Exercise description:
Any picture among the records should be left out, please; retype the rest exactly.

Information shown:
※ ※ ※
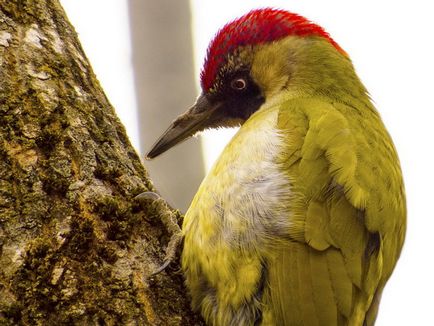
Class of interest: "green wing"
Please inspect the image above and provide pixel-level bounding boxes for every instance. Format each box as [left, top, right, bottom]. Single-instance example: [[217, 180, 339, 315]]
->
[[264, 99, 406, 326]]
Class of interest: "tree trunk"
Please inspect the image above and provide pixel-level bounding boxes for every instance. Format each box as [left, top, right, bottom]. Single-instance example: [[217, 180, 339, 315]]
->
[[0, 0, 200, 325]]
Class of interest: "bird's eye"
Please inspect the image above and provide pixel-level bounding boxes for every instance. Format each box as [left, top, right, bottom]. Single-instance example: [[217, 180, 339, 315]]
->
[[231, 78, 247, 91]]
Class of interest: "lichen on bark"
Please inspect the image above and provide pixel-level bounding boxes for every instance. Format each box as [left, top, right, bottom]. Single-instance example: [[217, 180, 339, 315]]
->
[[0, 0, 200, 325]]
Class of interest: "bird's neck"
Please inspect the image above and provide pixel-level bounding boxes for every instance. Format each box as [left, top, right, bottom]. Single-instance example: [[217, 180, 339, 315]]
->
[[252, 36, 373, 110]]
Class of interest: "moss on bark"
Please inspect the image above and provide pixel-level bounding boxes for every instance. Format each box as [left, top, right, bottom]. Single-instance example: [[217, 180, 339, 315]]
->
[[0, 0, 200, 325]]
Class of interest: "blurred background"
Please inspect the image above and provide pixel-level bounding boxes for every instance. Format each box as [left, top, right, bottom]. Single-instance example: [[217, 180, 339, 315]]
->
[[61, 0, 434, 326]]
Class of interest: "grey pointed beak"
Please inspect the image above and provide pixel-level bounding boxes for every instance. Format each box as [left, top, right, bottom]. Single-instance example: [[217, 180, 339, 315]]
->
[[146, 94, 219, 160]]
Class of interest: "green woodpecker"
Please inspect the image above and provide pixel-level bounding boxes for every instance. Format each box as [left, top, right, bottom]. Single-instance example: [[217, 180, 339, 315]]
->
[[147, 8, 406, 326]]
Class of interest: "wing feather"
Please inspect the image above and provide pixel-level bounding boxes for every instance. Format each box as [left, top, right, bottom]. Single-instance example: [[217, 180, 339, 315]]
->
[[268, 99, 406, 326]]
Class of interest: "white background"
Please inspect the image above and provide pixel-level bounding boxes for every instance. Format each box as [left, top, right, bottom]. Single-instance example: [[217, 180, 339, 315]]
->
[[62, 0, 434, 326]]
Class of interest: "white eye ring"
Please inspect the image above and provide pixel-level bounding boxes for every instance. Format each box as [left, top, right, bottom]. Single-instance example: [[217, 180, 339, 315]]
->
[[231, 78, 247, 91]]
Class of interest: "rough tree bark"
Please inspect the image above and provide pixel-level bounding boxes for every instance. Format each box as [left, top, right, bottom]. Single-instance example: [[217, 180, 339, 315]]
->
[[0, 0, 200, 325]]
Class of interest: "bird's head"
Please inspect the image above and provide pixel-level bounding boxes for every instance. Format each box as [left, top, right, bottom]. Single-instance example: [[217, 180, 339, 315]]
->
[[146, 8, 349, 159]]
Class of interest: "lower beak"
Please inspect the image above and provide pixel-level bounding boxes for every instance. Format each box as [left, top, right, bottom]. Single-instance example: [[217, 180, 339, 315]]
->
[[146, 94, 219, 160]]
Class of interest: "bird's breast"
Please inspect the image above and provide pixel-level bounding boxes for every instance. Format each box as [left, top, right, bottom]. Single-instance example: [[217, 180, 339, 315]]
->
[[183, 105, 291, 266]]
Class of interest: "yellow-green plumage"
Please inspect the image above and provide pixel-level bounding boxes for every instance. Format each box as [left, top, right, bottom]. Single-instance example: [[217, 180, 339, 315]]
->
[[182, 37, 406, 326]]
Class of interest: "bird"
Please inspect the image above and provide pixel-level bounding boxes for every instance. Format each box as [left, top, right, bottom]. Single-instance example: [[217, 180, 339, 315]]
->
[[147, 8, 406, 326]]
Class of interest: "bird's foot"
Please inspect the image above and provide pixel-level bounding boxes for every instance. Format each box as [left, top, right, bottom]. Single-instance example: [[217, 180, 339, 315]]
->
[[135, 191, 182, 276]]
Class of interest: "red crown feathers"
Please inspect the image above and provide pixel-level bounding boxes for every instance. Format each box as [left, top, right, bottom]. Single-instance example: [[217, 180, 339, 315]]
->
[[200, 8, 346, 91]]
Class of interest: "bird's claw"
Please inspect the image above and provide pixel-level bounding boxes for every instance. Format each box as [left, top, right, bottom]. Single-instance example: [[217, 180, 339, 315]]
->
[[135, 191, 183, 276]]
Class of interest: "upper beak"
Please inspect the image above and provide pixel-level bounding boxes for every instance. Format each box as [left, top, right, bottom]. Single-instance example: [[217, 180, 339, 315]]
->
[[146, 94, 219, 159]]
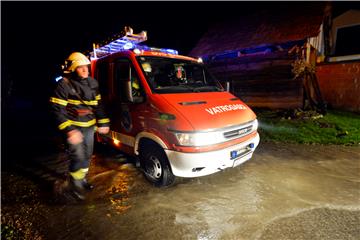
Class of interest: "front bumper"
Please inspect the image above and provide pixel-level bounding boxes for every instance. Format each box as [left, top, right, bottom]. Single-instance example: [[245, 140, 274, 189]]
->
[[165, 133, 260, 177]]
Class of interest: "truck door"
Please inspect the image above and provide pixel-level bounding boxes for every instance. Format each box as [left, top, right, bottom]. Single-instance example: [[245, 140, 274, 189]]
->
[[112, 58, 145, 137]]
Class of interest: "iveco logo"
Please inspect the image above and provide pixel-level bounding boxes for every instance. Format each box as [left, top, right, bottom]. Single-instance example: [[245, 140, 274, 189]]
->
[[238, 128, 249, 135]]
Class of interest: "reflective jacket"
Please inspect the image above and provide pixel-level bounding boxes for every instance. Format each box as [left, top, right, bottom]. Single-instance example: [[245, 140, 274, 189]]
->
[[50, 77, 110, 132]]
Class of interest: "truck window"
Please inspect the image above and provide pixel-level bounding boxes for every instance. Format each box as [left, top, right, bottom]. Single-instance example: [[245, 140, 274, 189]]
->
[[137, 56, 223, 94], [96, 62, 109, 96], [114, 59, 143, 102]]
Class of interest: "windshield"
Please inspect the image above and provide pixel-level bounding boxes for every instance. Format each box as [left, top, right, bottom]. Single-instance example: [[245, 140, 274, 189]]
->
[[137, 56, 224, 93]]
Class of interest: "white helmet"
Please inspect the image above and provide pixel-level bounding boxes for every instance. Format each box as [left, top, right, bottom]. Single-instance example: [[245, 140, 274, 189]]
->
[[65, 52, 90, 72]]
※ ※ ※
Problem solution:
Class of interest: "green wing"
Please inspect the image above and provide pixel-level bounding boxes for every instance. Format each box as [left, top, right, bottom]. Single-instance example: [[217, 180, 339, 315]]
->
[[264, 99, 406, 326]]
Class of interest: "tree trunk"
Please inspect the image above and provide pixel-level bounding boxes for every instance. Format each box as [left, top, right, bottom]. Single-instance example: [[217, 180, 339, 315]]
->
[[0, 0, 200, 325]]
Class of interest: "bird's eye"
Please inspect the image above and provide pixel-level bounding boxes for every instance. Format each box as [left, top, right, bottom]. Single-instance example: [[217, 180, 339, 315]]
->
[[231, 78, 247, 91]]
Class of interest: "lichen on bark"
Please inspect the image above and provide pixel-level bounding boxes for every instance. Format each box as [left, top, right, bottom]. Single-instance example: [[217, 180, 339, 315]]
->
[[0, 0, 200, 325]]
Class of interest: "bird's neck"
Please inspect the image above and provide pixel-level bounding boxes for every instance. Format each box as [left, top, right, bottom]. Single-instance example: [[217, 180, 339, 315]]
->
[[252, 36, 373, 110]]
Class of interest: "moss on bark"
Please inspect the image above and provide pixel-level bounding boxes for every instance. Format each box as [left, top, right, bottom]. Single-instance example: [[217, 180, 339, 315]]
->
[[0, 0, 200, 325]]
Class of interest: "blurred background"
Please inspect the image above and provide pixel-level bounding boxes for every instance. Format each box as [left, top, right, bottom]. Single-instance example: [[217, 180, 339, 315]]
->
[[61, 0, 434, 326]]
Class of interest: "grey pointed beak"
Please inspect the image above and provide pixel-level bounding boxes for every instance. Format each box as [left, top, right, bottom]. Single-instance example: [[217, 180, 339, 315]]
->
[[146, 94, 219, 160]]
Class of interest: "green woodpecker"
Please inspect the image above and provide pixel-level bounding boxes for every instance. Format each box as [left, top, right, bottom]. Single-instance example: [[217, 180, 339, 315]]
->
[[147, 8, 406, 326]]
Class of interest: "wing feather"
Please inspect the image above and provide pixel-level bounding boxes for every instance. Format each box as [left, top, right, bottom]. Single-instance example: [[217, 180, 339, 315]]
->
[[268, 99, 406, 326]]
Class of interest: "white background"
Please inspect the image above and provide pixel-level bounding boxes for every instance. Format each box as [left, top, right, bottom]. Single-instance example: [[217, 180, 339, 315]]
->
[[62, 0, 434, 326]]
Class of interest: "white eye ring"
Please inspect the image above and provide pixel-level bounding boxes for every instance. Format each box as [left, top, right, bottom]. Single-instance example: [[217, 180, 339, 315]]
->
[[231, 78, 247, 91]]
Class of interest: "rough tree bark"
Please inspect the image above and provide pixel-level bounding boxes for every instance. Format each box as [left, top, right, bottom]. Single-instance example: [[217, 180, 339, 315]]
->
[[0, 0, 200, 325]]
Class of interest: "bird's head"
Please inspect the image above and provide pixel-level bounding boxes for every instance. Format each box as [left, top, right, bottom]. Single-instance example: [[217, 180, 339, 315]]
->
[[146, 8, 349, 159]]
Class of interest: "lower beak"
Please inspect the image above and provide pixel-level bounding boxes for every instance. Format each box as [left, top, right, bottom]. Single-instance example: [[217, 180, 339, 315]]
->
[[146, 94, 219, 160]]
Class of interest: "bird's breast"
Please inspect the image above and provide pixel-level bounding boxes for every instance. Format each box as [left, top, right, bottom]. Single-instance example: [[217, 180, 339, 315]]
->
[[183, 105, 291, 266]]
Class of interest: "yellow-green plumage"
Please inspect the image above and provide pixel-level bounding boxes for every instance. Format each box as [left, top, right, bottom]. Single-instance example: [[217, 180, 339, 315]]
->
[[182, 37, 406, 326]]
Class of interest: "bird"
Please inspect the image above and provide pixel-level bounding boxes for every instance. Format each box as [left, top, right, bottom]. Single-instance example: [[217, 180, 339, 315]]
->
[[147, 8, 406, 326]]
Class of interest: "bird's foot"
Please inspect the image above and provide pixel-level bounding boxes for every instance. Format each box as [left, top, right, bottom]. Single-instance example: [[217, 180, 339, 315]]
->
[[135, 191, 182, 276]]
Class of interest: "red crown feathers"
Please inspect the image above and provide pixel-level bounding boxes for every instance. Format each box as [left, top, right, bottom]. Single-instance example: [[217, 180, 339, 315]]
->
[[200, 8, 346, 91]]
Class of interest: "bird's claw"
Please inspect the image above and provide pixel-level bounding boxes for every instance. Format each box as [left, top, right, bottom]. Single-instance example: [[217, 180, 339, 315]]
->
[[135, 191, 183, 276]]
Class of interest: "upper beak"
Please inspect the image above and provide pixel-level bounding boxes for every instance. Format each box as [left, top, right, bottom]. Single-instance example: [[217, 180, 339, 315]]
->
[[146, 94, 219, 159]]
Class of interest: "front bumper"
Please inspect the image above and provide pixel-level bounding boxes for every instance. Format each box as [left, top, right, bottom]. Single-instance example: [[245, 140, 274, 189]]
->
[[165, 133, 260, 177]]
Class of interest: "truck door"
Please inspect the image above and provide pixel-level bounding boxes for every instance. Format each box as [left, top, right, bottom]. Single-instance example: [[245, 140, 274, 189]]
->
[[112, 58, 145, 137]]
Class of interest: "iveco logo"
Please inspect the image above and provide pixel-level bounding boxes for every instance. Format each box as [left, top, right, bottom]. Single-instance example: [[245, 140, 274, 189]]
->
[[238, 128, 249, 135]]
Class of interest: "reflective jacket"
Please inspect the image above and provide pixel-level bounding boxes for every instance. Format each box as [left, top, right, bottom]. Single-instance example: [[245, 140, 274, 189]]
->
[[50, 77, 110, 132]]
Class of interest: "truck window"
Please inspect the image above and provide pixel-level bounding boxes for every instance. Format each box as [left, top, right, bottom]. Single-instance example: [[245, 140, 274, 189]]
->
[[137, 56, 223, 94], [96, 62, 109, 96], [114, 59, 143, 102]]
Class of interest: "windshield"
Please inspect the image above and provide pixel-level bounding boxes for every instance. Format each box as [left, top, right, bottom]. Single-instance example: [[245, 140, 274, 189]]
->
[[137, 56, 224, 93]]
Class of interest: "white helmet"
Please inspect the image above and provide pixel-level bounding boxes for every instance. Format each box as [left, top, right, bottom]. Single-instance example: [[245, 140, 274, 189]]
->
[[65, 52, 90, 72]]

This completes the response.